*Given data*
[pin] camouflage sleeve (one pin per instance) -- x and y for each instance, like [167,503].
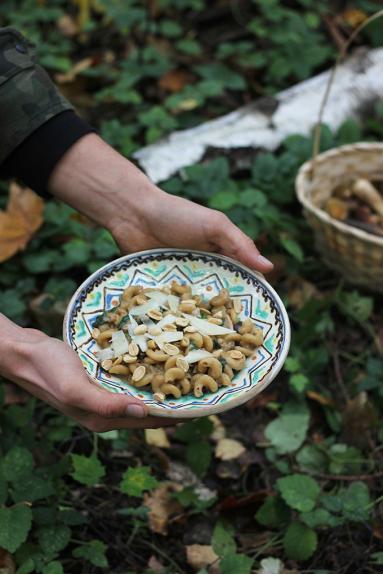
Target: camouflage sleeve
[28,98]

...

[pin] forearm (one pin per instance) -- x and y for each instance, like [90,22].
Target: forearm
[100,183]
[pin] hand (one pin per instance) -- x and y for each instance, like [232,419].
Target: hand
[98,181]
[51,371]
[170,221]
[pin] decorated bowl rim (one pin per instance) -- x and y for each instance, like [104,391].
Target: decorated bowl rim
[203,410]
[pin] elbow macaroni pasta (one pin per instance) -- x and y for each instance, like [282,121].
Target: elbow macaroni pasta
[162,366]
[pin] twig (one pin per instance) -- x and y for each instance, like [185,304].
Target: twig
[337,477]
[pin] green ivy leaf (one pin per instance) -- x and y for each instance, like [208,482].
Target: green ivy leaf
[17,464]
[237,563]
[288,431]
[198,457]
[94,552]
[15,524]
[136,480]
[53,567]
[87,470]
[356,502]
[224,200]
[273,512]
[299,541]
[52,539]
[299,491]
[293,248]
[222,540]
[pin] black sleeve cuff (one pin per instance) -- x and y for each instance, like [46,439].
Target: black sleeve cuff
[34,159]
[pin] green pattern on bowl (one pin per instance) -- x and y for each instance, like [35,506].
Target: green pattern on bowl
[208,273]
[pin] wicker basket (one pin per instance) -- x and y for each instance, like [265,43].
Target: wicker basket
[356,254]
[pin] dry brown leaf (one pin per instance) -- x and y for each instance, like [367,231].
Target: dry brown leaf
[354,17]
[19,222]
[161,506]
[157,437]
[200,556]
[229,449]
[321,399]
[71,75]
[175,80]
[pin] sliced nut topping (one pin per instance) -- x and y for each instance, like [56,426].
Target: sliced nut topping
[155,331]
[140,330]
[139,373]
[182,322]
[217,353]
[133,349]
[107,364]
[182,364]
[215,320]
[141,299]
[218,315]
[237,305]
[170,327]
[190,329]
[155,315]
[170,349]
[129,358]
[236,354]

*Given task*
Count the lines in the rows above that contain the string "like". Give only the number.

*Complete response*
12